TASK TO CARRY OUT:
Find every line in the data below that contains the word "jacket", and copy each of those lines in full.

PROVIDED ENTRIES:
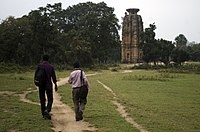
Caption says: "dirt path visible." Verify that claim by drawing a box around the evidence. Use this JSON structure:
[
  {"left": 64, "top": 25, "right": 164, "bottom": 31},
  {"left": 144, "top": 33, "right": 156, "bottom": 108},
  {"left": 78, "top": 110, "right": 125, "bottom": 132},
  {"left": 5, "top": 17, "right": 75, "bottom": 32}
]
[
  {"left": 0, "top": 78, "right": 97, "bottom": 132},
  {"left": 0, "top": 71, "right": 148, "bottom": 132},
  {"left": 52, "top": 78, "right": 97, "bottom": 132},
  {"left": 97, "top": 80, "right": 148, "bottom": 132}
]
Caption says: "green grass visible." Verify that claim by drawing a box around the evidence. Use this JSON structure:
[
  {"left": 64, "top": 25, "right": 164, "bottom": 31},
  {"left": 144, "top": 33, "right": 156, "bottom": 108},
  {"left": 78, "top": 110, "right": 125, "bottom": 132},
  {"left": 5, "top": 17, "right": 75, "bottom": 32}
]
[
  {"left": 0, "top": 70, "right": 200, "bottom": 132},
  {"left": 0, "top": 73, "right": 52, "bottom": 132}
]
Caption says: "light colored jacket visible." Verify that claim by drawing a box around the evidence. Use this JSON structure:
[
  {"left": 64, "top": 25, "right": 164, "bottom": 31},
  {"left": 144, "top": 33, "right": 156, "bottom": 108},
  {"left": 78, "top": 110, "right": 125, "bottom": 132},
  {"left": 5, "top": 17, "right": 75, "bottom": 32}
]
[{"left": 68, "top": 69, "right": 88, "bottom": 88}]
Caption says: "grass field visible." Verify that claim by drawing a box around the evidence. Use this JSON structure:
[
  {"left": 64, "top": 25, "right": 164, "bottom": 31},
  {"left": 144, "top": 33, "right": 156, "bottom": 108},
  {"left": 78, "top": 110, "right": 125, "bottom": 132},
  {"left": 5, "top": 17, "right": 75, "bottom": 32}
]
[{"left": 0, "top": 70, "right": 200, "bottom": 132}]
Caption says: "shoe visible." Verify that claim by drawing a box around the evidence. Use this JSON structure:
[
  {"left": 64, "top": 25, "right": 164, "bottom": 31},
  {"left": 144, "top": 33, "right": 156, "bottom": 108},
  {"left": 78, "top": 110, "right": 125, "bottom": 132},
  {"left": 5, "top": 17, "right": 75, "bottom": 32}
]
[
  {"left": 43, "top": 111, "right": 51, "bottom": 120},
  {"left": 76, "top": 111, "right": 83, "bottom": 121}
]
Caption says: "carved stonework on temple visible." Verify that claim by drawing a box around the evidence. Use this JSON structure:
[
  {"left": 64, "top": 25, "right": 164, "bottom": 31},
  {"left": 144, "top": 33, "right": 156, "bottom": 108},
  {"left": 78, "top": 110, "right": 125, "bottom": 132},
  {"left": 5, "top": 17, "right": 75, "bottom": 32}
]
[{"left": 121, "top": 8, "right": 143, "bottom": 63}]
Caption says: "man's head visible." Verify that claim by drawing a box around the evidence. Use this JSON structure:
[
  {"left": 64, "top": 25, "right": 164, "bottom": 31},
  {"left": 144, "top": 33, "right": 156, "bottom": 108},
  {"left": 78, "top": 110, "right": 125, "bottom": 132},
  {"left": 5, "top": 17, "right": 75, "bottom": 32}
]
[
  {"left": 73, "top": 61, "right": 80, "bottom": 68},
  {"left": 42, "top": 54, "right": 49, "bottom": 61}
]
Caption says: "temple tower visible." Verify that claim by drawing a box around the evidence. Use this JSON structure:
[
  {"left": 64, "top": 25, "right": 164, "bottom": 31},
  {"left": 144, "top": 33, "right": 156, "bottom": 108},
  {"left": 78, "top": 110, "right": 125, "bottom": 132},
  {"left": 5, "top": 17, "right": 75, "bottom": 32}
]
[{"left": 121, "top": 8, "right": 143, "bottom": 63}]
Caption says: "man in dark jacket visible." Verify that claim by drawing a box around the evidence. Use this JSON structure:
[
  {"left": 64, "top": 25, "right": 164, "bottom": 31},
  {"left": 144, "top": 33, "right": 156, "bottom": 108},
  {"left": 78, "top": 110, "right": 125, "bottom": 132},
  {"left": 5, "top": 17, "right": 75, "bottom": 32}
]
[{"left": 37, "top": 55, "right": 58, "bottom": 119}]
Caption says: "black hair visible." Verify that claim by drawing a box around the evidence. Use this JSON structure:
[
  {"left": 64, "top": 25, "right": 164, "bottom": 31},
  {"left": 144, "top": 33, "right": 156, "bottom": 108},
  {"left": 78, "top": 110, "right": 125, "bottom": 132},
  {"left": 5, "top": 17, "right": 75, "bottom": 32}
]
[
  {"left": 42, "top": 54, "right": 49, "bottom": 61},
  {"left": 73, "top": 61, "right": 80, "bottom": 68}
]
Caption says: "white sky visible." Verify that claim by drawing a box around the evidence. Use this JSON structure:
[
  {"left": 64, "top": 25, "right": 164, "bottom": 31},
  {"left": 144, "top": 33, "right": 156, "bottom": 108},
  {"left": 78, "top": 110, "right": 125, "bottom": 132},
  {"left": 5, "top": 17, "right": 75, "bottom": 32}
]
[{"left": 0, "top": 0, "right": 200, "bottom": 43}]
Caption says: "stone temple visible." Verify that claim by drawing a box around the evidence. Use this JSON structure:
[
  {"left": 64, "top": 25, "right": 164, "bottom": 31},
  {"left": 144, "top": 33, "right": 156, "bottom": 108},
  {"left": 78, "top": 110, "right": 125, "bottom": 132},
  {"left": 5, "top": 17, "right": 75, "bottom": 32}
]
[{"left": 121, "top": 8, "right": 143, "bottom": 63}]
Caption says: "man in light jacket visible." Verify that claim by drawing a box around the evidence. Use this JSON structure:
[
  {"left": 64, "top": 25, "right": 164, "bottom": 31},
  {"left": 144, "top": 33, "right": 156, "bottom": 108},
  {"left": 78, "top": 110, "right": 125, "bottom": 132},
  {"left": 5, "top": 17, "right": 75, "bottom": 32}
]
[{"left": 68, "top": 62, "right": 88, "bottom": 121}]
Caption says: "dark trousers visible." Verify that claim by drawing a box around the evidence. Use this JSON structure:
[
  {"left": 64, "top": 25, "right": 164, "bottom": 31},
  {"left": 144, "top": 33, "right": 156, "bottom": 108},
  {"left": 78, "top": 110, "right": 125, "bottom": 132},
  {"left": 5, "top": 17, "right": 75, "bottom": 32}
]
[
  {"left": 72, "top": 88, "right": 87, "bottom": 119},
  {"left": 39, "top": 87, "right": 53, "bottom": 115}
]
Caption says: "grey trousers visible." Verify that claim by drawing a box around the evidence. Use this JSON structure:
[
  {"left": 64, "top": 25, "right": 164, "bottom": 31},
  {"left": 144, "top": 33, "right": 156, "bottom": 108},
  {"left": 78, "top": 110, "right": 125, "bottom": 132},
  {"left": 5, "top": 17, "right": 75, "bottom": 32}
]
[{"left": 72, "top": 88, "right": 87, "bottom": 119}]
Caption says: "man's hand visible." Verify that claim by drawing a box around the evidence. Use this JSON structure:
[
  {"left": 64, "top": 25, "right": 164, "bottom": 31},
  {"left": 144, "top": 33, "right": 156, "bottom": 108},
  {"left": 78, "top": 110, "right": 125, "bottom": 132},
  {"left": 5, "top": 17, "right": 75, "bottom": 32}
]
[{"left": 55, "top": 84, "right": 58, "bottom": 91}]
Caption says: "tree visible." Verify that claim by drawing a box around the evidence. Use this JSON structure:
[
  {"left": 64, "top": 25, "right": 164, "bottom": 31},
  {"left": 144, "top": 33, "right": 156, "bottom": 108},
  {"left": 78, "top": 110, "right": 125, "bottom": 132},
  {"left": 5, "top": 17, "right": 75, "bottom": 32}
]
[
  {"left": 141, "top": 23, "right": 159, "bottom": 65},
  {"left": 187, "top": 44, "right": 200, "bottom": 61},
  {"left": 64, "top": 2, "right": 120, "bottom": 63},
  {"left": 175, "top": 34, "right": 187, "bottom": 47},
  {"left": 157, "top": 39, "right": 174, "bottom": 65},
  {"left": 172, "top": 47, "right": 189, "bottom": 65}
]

EXERCISE OUTPUT:
Caption says: "light colored jacket visible." Verify that claim by drawing a box around the evidence. Use this JSON structure:
Caption says: "man in dark jacket visible." Verify that claim by drawing a box around the evidence. Use this JSON structure:
Caption says: "man in light jacket visible." Verify that claim by drawing a box around the evidence. Use this JSON structure:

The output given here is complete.